**STORED RECORDS**

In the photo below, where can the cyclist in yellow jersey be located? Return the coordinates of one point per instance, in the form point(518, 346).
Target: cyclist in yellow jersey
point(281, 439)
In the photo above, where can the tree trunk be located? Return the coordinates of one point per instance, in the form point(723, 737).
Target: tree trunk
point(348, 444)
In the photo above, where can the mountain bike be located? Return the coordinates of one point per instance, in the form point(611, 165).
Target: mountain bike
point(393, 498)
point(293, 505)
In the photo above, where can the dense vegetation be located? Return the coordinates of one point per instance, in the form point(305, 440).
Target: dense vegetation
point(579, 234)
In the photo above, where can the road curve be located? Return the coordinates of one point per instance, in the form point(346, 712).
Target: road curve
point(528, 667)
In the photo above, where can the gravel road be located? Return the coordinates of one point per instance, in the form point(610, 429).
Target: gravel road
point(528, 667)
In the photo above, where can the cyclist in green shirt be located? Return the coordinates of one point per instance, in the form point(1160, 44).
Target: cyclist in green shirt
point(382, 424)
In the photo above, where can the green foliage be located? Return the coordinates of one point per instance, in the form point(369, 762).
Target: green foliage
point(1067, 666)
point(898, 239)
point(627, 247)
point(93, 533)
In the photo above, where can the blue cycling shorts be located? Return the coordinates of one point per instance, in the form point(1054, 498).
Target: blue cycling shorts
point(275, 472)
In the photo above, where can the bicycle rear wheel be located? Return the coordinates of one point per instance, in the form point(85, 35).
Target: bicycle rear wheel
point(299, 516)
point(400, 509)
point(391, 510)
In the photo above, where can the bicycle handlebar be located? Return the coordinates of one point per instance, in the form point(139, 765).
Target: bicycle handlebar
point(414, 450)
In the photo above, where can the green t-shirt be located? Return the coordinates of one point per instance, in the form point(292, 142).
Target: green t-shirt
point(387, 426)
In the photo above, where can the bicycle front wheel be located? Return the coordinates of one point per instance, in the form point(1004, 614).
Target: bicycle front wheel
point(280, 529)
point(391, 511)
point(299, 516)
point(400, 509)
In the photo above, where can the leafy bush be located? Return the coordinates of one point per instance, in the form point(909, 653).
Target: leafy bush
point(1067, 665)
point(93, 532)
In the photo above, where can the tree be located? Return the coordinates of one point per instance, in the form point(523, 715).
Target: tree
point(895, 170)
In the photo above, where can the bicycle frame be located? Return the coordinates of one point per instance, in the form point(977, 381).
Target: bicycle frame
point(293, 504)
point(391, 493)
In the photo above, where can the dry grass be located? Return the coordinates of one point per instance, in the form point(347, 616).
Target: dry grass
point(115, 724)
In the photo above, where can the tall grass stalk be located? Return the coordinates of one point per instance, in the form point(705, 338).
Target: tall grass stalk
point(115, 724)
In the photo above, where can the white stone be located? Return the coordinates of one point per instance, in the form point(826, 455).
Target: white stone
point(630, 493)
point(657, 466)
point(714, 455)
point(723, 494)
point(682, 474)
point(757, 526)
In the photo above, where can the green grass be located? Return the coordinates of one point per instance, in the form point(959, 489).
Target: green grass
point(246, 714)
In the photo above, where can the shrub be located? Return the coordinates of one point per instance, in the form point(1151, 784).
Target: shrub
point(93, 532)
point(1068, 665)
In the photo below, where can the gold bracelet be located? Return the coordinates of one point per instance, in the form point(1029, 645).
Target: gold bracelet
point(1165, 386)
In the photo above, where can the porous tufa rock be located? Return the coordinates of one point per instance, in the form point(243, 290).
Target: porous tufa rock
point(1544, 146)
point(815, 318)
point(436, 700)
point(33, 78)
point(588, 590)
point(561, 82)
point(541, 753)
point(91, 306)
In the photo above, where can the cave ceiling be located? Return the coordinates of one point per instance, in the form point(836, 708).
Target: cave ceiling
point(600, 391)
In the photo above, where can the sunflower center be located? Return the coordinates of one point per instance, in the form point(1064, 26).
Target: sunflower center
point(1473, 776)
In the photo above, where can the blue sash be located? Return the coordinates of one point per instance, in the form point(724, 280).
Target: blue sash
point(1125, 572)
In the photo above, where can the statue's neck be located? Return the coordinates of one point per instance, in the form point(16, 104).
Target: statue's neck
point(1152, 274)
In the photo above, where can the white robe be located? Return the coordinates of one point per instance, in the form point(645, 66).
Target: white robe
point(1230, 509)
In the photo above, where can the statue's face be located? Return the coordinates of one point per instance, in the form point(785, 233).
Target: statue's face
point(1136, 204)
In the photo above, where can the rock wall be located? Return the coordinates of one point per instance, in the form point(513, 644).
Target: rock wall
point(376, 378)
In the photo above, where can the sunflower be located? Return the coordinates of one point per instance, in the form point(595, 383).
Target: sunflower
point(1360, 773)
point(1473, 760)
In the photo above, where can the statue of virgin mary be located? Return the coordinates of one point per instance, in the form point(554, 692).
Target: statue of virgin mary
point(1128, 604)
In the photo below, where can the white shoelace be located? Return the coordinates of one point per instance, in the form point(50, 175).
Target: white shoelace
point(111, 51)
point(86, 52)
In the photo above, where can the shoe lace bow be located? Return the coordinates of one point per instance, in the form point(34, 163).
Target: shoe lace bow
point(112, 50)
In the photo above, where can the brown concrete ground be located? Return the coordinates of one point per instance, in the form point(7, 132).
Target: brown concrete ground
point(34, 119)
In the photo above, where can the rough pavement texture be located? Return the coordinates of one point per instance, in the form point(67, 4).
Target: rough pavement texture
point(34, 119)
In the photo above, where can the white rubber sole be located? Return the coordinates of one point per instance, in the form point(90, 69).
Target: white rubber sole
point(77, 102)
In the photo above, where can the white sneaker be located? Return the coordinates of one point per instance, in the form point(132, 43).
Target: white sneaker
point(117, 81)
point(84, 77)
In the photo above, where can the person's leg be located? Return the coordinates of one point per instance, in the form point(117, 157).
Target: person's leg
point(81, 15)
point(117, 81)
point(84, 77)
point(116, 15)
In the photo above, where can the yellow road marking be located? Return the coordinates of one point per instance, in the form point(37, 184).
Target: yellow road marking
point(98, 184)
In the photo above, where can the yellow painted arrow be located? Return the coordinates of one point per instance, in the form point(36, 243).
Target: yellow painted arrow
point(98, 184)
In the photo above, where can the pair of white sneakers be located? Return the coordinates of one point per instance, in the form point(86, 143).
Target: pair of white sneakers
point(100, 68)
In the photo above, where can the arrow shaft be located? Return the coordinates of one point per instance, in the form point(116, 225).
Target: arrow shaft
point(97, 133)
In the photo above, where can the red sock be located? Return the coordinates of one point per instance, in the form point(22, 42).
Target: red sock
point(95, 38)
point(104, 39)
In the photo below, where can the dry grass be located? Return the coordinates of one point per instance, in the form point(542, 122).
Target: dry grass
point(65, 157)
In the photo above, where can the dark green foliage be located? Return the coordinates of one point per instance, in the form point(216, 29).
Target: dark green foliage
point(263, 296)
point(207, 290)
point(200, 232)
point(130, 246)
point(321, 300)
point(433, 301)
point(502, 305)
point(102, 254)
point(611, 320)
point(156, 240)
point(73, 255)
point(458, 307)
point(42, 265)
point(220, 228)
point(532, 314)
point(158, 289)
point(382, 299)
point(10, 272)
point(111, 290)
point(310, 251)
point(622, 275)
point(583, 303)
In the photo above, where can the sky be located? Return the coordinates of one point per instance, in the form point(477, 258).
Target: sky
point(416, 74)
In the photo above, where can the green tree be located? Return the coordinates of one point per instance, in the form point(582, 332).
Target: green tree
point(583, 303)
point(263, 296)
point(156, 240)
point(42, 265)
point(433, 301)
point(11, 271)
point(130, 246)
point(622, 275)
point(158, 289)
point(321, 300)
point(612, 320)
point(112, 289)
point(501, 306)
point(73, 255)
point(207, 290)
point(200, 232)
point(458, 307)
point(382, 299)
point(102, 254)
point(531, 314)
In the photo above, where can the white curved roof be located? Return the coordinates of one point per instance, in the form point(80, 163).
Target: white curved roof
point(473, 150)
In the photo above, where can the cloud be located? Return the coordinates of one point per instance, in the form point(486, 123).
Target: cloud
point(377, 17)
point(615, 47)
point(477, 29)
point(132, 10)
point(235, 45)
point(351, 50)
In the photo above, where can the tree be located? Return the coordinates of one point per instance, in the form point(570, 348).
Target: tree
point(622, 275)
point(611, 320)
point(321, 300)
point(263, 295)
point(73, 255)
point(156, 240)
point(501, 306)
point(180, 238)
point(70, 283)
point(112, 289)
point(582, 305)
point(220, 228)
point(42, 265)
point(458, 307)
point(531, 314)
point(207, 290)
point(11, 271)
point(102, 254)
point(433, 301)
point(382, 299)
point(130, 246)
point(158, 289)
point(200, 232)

**YOUR GOAL**
Quote the items from the very first line through the line containing "point(391, 510)", both ends included, reproducing each line verbatim.

**SOLUTION FOR THIS PROBLEM**
In the photo below, where can the cyclist in yellow jersey be located? Return the coordinates of one point per instance, in the form point(518, 346).
Target: cyclist in yellow jersey
point(281, 439)
In the photo above, where can the tree trunk be located? Return the coordinates of one point per instance, in the form point(723, 737).
Target: tree trunk
point(348, 444)
In the photo above, where can the mountain bike be located? Return the coordinates of one point per instance, in the form point(611, 165).
Target: mountain bike
point(393, 498)
point(293, 505)
In the photo above, where can the dense vegetation be located? Return the coordinates of one point per instance, in the form point(305, 440).
Target: dense vegetation
point(579, 234)
In the photo above, where can the road curve be located? Return the coordinates of one point per instance, in the form point(346, 712).
Target: road curve
point(528, 667)
In the photo above, where can the gravel road be located? Return the coordinates of one point per instance, in the form point(610, 429).
Target: gravel road
point(528, 667)
In the photo above, where can the cyclist in green shirt be located? Return the coordinates of one point per instance, in the form point(1160, 44).
Target: cyclist in green shirt
point(382, 424)
In the photo above, where can the green foliage be located? Return the coordinates of one point per instance, in the form point(369, 762).
Target: green foliage
point(1067, 666)
point(898, 239)
point(627, 247)
point(93, 533)
In the photo above, where can the blue cycling shorts be located? Return the coordinates of one point per instance, in the form point(1054, 498).
Target: blue cycling shorts
point(275, 472)
In the photo above, where can the bicycle rear wheel be located? Return the coordinates of one point per instance, in the form point(85, 35).
Target: bicycle rear wheel
point(299, 516)
point(400, 509)
point(391, 510)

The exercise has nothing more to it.